(Stored data)
______________________________
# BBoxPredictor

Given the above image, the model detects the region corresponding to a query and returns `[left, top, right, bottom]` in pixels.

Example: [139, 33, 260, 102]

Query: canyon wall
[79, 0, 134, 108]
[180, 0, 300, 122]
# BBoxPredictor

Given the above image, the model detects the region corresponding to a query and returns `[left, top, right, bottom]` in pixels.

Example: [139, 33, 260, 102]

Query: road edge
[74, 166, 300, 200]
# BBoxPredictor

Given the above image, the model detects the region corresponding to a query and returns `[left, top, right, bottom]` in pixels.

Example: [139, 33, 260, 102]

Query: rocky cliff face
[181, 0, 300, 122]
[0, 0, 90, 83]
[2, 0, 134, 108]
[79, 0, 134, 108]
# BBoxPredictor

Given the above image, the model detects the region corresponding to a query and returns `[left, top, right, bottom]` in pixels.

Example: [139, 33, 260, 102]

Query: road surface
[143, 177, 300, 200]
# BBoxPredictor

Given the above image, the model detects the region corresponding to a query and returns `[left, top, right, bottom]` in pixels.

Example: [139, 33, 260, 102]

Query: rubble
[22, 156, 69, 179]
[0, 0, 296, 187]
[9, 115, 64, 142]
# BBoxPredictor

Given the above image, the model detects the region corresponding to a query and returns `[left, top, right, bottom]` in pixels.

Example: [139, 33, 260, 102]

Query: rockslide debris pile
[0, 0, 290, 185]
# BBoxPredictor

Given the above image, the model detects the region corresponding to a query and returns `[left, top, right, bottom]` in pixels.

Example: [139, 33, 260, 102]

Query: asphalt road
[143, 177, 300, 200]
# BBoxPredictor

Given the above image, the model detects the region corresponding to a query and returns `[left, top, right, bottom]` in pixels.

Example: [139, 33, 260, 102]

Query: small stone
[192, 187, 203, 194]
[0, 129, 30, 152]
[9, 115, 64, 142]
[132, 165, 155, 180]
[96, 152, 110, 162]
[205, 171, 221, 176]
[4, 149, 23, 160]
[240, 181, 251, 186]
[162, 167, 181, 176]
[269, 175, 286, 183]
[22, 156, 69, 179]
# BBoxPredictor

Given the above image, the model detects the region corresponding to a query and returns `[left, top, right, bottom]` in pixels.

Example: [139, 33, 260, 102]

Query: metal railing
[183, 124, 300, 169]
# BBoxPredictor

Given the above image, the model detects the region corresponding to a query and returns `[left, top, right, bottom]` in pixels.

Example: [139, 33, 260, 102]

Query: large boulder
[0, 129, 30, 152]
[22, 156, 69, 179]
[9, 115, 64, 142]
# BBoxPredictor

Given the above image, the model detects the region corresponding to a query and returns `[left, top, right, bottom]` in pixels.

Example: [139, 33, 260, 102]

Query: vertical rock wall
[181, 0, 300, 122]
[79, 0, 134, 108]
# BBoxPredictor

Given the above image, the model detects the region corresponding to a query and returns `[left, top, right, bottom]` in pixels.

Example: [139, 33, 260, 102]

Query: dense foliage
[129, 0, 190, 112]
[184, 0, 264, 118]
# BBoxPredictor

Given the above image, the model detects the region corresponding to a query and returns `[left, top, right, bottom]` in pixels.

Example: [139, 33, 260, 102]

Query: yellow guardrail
______________________________
Switch every "BBoxPredictor" in the listing to "BoxLocator" and leave everything else unchanged.

### FINISHED EXERCISE:
# BoxLocator

Given the above image, the model detects the region corresponding to a query and returns `[left, top, right, bottom]` in pixels.

Example: [139, 33, 260, 102]

Query: canyon wall
[79, 0, 134, 108]
[180, 0, 300, 122]
# BoxLocator

Given the above image, the model detects the region corresponding to a query and returns `[left, top, right, bottom]` in pixels.

Example: [139, 33, 260, 102]

Query: road edge
[74, 166, 300, 200]
# BoxLocator

Given the above image, the model detects the region corresponding to a query and returns `[left, top, right, bottom]` in pixels.

Example: [139, 33, 260, 102]

Query: rocky cliff face
[181, 0, 300, 122]
[0, 0, 90, 83]
[2, 0, 134, 108]
[79, 0, 134, 108]
# BoxLocator

Given the above image, the model detects the region corresponding to a query and returns `[left, top, right, bottom]` in pixels.

Example: [139, 33, 260, 102]

Query: road surface
[143, 177, 300, 200]
# BoxLocator

Given the above image, the model detects the region corresponding to a query and returns `[left, top, right, bottom]` in pixels.

Example: [139, 33, 260, 102]

Query: rubble
[22, 156, 69, 179]
[0, 0, 296, 187]
[9, 115, 64, 142]
# BoxLocator

Given the above image, the model detects the region corresponding to a query and returns `[left, top, right, bottom]` in pixels.

Example: [139, 33, 260, 102]

Query: rockslide debris pile
[0, 0, 290, 185]
# BoxLocator

Given the above image, the model detects the region corresponding to a query and returns `[left, top, right, bottom]` in pixels.

Example: [139, 33, 260, 102]

Query: asphalt road
[143, 177, 300, 200]
# BoxLocator

Given the above image, the model detects the region corresponding to a query and returns `[left, top, right, bottom]` in pixels.

Example: [139, 33, 260, 102]

Query: small stone
[192, 187, 203, 194]
[0, 129, 30, 152]
[9, 115, 64, 142]
[132, 165, 155, 180]
[96, 152, 110, 162]
[205, 171, 221, 176]
[4, 149, 23, 160]
[240, 181, 251, 186]
[162, 167, 181, 176]
[269, 175, 286, 183]
[22, 156, 69, 179]
# BoxLocator

Given the above image, the model detects the region corresponding to a query and returns `[left, top, right, bottom]` in pixels.

Example: [139, 33, 260, 102]

Query: metal railing
[183, 124, 300, 169]
# BoxLocator

Given the above image, the model detects the region corresponding to a query and returns `[left, top, right, bottom]` in pixels.

Example: [139, 33, 260, 102]

Query: large boulder
[0, 129, 30, 152]
[22, 156, 69, 179]
[9, 115, 64, 142]
# BoxLocator

Given the above image, the model detects the region corresponding to a query and returns `[left, top, right, bottom]` in pixels.

Example: [139, 33, 260, 102]

Query: vertical rock wall
[181, 0, 300, 122]
[79, 0, 134, 108]
# BoxLocator

Given the above image, the model detects the region corresponding to a query and returns `[left, top, right, bottom]` in pixels.

Example: [139, 33, 260, 102]

Query: dense foliage
[129, 0, 190, 112]
[184, 0, 264, 118]
# BoxLocator

Given the above image, the model detects the region corresponding to a query and returns `[left, top, right, bottom]` in pixels.

Example: [139, 33, 260, 102]

Query: yellow guardrail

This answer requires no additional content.